◆ **WRITTEN TASK**
Can you copy the material word for word, starting at the line containing "Hi there — would you mind finding the flower arrangement" and running through the final line, with both ends included?

◆ **INPUT MATERIAL**
>> Begin

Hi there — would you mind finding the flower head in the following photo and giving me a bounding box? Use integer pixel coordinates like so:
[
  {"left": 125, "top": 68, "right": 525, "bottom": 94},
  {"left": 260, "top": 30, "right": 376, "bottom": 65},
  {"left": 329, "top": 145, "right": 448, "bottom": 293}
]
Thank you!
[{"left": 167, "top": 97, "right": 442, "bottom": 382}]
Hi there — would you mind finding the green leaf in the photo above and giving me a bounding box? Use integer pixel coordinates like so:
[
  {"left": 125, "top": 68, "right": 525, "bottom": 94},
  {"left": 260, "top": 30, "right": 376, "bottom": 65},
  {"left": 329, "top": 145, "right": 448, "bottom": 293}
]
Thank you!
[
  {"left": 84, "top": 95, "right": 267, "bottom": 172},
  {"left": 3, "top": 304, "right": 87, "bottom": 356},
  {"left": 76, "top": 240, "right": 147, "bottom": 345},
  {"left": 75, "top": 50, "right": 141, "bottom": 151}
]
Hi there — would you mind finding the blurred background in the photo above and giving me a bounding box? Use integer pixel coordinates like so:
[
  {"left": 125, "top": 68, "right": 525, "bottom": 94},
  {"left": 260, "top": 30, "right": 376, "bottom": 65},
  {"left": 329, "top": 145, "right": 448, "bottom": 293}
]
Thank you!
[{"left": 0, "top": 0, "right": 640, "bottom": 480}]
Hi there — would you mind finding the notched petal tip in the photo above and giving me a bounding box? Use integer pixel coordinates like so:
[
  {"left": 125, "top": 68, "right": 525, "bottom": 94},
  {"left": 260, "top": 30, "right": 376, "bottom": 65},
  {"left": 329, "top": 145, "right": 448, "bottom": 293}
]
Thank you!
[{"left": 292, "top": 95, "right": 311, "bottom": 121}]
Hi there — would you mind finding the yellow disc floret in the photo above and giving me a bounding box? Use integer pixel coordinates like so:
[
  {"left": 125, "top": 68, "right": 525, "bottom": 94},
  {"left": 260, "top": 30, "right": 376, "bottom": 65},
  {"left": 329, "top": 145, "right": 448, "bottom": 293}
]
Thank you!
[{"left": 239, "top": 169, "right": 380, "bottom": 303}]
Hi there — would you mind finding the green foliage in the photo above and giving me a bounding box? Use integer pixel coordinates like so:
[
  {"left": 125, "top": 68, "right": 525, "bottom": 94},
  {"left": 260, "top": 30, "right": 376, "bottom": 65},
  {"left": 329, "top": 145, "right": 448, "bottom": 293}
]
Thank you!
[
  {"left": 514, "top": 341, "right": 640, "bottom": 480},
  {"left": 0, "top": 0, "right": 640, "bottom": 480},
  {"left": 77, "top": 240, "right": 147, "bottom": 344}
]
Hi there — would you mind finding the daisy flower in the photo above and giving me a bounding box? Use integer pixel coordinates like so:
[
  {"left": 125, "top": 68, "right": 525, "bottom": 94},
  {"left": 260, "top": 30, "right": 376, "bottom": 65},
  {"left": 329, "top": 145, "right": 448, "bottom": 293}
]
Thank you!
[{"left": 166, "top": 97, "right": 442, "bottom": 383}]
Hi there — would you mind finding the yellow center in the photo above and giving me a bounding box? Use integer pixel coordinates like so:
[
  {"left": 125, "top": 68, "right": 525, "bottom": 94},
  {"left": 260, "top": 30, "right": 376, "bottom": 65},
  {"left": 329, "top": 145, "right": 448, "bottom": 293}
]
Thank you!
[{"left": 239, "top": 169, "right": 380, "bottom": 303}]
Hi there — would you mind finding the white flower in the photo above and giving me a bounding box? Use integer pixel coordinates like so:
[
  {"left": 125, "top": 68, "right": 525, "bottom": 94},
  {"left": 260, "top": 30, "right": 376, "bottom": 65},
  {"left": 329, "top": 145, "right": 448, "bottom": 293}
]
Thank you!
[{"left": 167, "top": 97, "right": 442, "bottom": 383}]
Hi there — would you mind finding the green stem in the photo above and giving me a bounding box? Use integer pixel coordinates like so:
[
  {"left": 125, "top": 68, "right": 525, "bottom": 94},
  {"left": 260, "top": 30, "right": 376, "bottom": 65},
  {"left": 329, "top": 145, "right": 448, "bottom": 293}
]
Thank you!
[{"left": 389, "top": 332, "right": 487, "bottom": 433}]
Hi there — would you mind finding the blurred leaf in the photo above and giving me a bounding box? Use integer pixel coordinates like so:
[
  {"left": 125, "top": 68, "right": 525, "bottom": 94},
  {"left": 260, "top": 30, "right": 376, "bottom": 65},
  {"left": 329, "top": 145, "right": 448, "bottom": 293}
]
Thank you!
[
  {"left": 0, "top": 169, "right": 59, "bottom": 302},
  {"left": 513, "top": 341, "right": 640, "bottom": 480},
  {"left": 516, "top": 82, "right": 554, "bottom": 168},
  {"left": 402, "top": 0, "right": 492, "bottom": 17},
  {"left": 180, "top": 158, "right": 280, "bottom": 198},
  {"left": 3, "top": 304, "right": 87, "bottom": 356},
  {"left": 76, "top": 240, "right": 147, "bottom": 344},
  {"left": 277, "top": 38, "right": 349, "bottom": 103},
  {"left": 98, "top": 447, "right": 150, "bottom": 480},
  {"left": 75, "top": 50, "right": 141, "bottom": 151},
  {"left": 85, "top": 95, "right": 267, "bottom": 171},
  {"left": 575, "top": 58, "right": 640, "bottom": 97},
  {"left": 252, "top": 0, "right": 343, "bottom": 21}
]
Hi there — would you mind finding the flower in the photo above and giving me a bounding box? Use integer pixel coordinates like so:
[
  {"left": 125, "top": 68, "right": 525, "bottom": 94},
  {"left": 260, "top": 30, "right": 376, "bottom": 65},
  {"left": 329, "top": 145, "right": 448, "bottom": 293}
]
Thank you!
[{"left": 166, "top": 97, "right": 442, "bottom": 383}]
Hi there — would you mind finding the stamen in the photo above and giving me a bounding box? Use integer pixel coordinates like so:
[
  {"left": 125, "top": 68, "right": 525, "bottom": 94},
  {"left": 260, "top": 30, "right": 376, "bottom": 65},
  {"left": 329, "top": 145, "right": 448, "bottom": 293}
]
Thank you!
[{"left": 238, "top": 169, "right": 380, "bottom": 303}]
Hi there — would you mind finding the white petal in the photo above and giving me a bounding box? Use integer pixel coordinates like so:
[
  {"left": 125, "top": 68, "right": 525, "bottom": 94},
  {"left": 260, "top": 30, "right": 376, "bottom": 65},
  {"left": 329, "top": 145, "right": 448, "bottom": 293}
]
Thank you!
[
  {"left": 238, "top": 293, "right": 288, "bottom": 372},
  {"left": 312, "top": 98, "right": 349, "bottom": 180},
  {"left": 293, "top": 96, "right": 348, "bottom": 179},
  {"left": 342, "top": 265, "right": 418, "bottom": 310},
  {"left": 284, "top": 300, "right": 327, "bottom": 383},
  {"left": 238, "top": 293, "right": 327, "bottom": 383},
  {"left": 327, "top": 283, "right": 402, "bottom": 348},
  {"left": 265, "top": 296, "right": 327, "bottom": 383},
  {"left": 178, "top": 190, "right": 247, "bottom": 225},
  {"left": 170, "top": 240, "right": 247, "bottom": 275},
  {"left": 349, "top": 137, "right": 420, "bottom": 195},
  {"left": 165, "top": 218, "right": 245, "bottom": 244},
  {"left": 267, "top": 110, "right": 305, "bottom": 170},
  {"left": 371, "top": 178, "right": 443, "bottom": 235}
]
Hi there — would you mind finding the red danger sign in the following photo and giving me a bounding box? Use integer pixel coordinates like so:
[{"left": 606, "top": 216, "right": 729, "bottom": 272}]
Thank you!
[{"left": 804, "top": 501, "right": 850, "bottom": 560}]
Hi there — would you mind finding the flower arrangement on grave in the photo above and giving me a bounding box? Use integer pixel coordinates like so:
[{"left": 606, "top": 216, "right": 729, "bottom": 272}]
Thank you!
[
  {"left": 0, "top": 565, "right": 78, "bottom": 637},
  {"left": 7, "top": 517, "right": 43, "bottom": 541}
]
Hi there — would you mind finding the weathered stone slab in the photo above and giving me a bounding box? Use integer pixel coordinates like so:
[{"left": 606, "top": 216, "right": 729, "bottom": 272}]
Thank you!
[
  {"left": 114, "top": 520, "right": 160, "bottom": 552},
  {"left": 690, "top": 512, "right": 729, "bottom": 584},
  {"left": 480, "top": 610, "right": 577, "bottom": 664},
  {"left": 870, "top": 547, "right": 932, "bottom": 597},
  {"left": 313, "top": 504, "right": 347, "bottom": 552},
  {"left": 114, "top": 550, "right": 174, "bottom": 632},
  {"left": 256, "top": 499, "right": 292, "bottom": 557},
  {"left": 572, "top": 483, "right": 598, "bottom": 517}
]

>> End

◆ **RIGHT ANSWER**
Hi there — would you mind finding the flower arrangement on grave in the photo above and giving me a bounding box? Use integer pixel coordinates like so:
[{"left": 606, "top": 216, "right": 729, "bottom": 272}]
Thank you!
[
  {"left": 0, "top": 565, "right": 78, "bottom": 637},
  {"left": 7, "top": 517, "right": 43, "bottom": 541}
]
Hi there — would you mind finding the weathered stone slab in the photo above and giving me a bounding box? Use integer pixel coordinates like so:
[{"left": 606, "top": 216, "right": 729, "bottom": 272}]
Thank you!
[
  {"left": 114, "top": 520, "right": 160, "bottom": 552},
  {"left": 690, "top": 512, "right": 729, "bottom": 584},
  {"left": 480, "top": 610, "right": 577, "bottom": 664},
  {"left": 870, "top": 547, "right": 932, "bottom": 597},
  {"left": 313, "top": 504, "right": 347, "bottom": 552},
  {"left": 114, "top": 550, "right": 174, "bottom": 632},
  {"left": 256, "top": 499, "right": 292, "bottom": 557},
  {"left": 572, "top": 483, "right": 598, "bottom": 517}
]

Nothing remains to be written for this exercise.